[Instructions for the task] Output the data in full. Keep every entry exactly as written.

[Record excerpts]
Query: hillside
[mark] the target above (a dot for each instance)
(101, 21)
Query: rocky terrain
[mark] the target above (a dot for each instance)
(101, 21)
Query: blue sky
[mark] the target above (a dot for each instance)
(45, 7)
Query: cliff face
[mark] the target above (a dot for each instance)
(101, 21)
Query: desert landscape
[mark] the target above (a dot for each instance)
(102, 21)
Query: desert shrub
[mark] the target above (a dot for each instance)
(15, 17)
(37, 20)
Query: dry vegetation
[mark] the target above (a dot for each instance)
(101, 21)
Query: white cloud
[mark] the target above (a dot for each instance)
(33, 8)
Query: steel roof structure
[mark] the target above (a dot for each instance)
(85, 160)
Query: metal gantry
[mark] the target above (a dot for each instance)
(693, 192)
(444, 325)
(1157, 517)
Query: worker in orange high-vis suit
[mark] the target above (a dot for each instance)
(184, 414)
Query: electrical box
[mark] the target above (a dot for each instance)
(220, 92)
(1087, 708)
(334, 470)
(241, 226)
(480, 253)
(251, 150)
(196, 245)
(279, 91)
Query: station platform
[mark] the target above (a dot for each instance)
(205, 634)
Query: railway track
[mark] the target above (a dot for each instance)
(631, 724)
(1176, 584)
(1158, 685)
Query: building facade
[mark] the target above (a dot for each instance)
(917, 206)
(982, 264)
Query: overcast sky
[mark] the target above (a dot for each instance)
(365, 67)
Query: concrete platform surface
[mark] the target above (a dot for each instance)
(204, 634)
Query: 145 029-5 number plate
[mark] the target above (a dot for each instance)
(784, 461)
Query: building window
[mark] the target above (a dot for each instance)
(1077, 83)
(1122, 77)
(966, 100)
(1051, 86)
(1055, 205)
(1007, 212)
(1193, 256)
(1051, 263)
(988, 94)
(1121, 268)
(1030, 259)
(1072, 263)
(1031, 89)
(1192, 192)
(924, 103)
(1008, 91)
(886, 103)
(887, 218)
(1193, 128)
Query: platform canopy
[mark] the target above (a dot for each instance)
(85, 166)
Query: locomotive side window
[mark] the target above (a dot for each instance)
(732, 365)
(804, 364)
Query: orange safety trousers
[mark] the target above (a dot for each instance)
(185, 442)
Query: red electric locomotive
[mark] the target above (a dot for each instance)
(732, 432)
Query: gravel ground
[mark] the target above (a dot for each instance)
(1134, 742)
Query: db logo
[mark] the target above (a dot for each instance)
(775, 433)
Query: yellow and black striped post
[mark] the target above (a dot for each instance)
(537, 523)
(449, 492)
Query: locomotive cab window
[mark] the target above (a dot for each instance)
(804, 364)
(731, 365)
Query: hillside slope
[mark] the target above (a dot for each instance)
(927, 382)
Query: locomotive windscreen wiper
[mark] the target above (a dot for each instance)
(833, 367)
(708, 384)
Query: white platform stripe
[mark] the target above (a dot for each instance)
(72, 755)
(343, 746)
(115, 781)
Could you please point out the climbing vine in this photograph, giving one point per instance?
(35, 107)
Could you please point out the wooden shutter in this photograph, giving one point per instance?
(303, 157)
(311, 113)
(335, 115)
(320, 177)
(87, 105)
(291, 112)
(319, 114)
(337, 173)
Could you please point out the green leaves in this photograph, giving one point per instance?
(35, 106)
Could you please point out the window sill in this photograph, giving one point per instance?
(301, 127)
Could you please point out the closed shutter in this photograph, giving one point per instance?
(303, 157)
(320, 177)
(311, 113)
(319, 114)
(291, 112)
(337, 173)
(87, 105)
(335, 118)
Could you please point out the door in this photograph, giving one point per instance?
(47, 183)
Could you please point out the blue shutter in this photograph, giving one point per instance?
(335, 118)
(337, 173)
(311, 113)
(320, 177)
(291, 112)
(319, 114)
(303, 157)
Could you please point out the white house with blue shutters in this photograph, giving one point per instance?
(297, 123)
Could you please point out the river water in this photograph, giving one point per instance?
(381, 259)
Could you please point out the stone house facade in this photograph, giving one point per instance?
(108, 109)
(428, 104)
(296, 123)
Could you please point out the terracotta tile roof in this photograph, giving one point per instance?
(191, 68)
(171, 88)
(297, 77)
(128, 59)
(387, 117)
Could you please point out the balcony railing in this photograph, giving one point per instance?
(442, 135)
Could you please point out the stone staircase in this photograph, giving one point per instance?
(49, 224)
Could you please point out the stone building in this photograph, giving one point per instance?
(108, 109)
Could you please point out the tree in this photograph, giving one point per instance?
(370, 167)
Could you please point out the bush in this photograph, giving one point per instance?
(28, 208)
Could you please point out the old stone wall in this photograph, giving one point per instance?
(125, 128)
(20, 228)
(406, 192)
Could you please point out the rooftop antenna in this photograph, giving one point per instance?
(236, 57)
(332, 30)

[Output for this exercise]
Query: hillside
[mark] the target above (a dot for each instance)
(101, 21)
Query: rocky terrain
[mark] the target above (a dot for each instance)
(101, 21)
Query: blue sky
[mark] the target above (a dot for each instance)
(45, 7)
Query: cliff face
[mark] the target above (a dot for each instance)
(101, 21)
Query: desert landscape
[mark] the target above (a dot for each instance)
(102, 21)
Query: desert shrub
[mark] the target above (a dot for each instance)
(15, 17)
(37, 20)
Query: dry vegetation
[mark] the target above (a dot for each instance)
(101, 21)
Query: white cloud
[mark] the target above (a dot for each instance)
(33, 8)
Query: steel roof structure
[mark] the target above (a dot for each instance)
(85, 160)
Query: metal gantry
[mark] the target above (a dot for each instance)
(693, 192)
(444, 325)
(1157, 517)
Query: worker in orange high-vis suit
[mark] the target above (a dot for each instance)
(184, 414)
Query: electrical box
[mark] the target above (a dot for each instance)
(220, 92)
(1087, 708)
(334, 470)
(241, 226)
(480, 253)
(251, 150)
(196, 245)
(279, 91)
Query: station platform
[mark] the target above (a dot for each instance)
(205, 634)
Query: railway track
[mark] the target above (a dot for each instance)
(631, 724)
(1176, 584)
(1158, 685)
Query: building facade
[mark] the target above (a dot for each instance)
(917, 206)
(982, 264)
Query: overcast sky
[mark] the target above (a dot for each instance)
(365, 67)
Query: concrete platform surface
[mark] the target above (a dot for each instance)
(204, 634)
Query: 145 029-5 number plate
[mark] the target above (a dot for each instance)
(784, 461)
Query: building window
[mark] the target above (a dot for each instance)
(1077, 83)
(1122, 77)
(966, 100)
(1051, 86)
(1055, 205)
(1007, 212)
(1193, 256)
(1051, 263)
(988, 94)
(1121, 268)
(1030, 259)
(1072, 263)
(1031, 89)
(1192, 192)
(924, 103)
(1008, 91)
(886, 103)
(887, 218)
(1193, 128)
Query: platform canopy
[mark] the target above (a dot for each instance)
(85, 166)
Query: locomotive side window
[mark] the target above (a dot for each instance)
(732, 365)
(804, 364)
Query: orange safety trousers
[mark] the target above (a dot for each instance)
(185, 442)
Query: red electric locomotive
[mark] the target above (a dot for each instance)
(732, 432)
Query: gravel ground
[mark] the target above (a dot for each instance)
(1134, 742)
Query: db logo
[mark] the target above (a dot for each instance)
(775, 433)
Query: yellow and black striped post
[mark] the target above (a dot for each instance)
(537, 523)
(449, 492)
Query: locomotive cab window
[mark] the target above (a dot for each instance)
(804, 364)
(731, 365)
Query: hillside slope
[mark] the target above (a dot for each instance)
(927, 382)
Query: locomotive windscreen wiper
[mark] the target above (a dot for each instance)
(833, 367)
(708, 384)
Query: white platform stripe
[mark] the target above (a dot for each instance)
(72, 755)
(343, 746)
(115, 781)
Could you please point out the climbing vine in this photograph, giving one point per instance?
(35, 107)
Could you please point out the wooden shutter in this photograph, giving one point per instance?
(303, 157)
(311, 113)
(335, 115)
(320, 177)
(87, 105)
(291, 112)
(319, 114)
(337, 173)
Could you please point out the green leaves in this photograph, giving one point per instance?
(35, 106)
Could you please point out the window sill in this photograph, giving one point per instance?
(301, 127)
Could you please point out the closed shutter in this photograph, giving one point per instance?
(303, 157)
(320, 177)
(311, 113)
(319, 114)
(291, 112)
(337, 173)
(87, 105)
(335, 118)
Could you please point out the door in this photograph, giving one point per instance?
(47, 183)
Could you please point out the blue shutter in this photograph, giving one point per instance?
(335, 118)
(337, 173)
(311, 113)
(320, 177)
(291, 112)
(319, 114)
(303, 157)
Could you please point out the white house with blue shutters in this photograph, giving one point per instance?
(297, 123)
Could you please point out the river water in this photograph, giving one point per instance?
(381, 259)
Could you please point out the stone house facade in this photograph, giving one point per instance?
(108, 109)
(428, 104)
(296, 123)
Could you please point out the terracotta tile roof in this photograph, giving one point per instance?
(191, 68)
(171, 88)
(297, 77)
(128, 59)
(387, 117)
Could you please point out the balcony railing in this photograph, giving one point per instance?
(442, 135)
Could you please point out the stone staircase in this photograph, giving one point per instance?
(49, 224)
Could you please point out the stone building in this photograph, giving one point per instance?
(108, 109)
Could you please point out the tree in this photograph, giving one point per instance?
(370, 167)
Could you please point out the bush in this photograph, giving one point per instance?
(28, 208)
Could you please point out the old stone wall in this photograph, giving one point per instance?
(125, 128)
(20, 228)
(406, 192)
Could you please point out the rooftop antenna in this photograph, giving one point per instance?
(236, 57)
(332, 30)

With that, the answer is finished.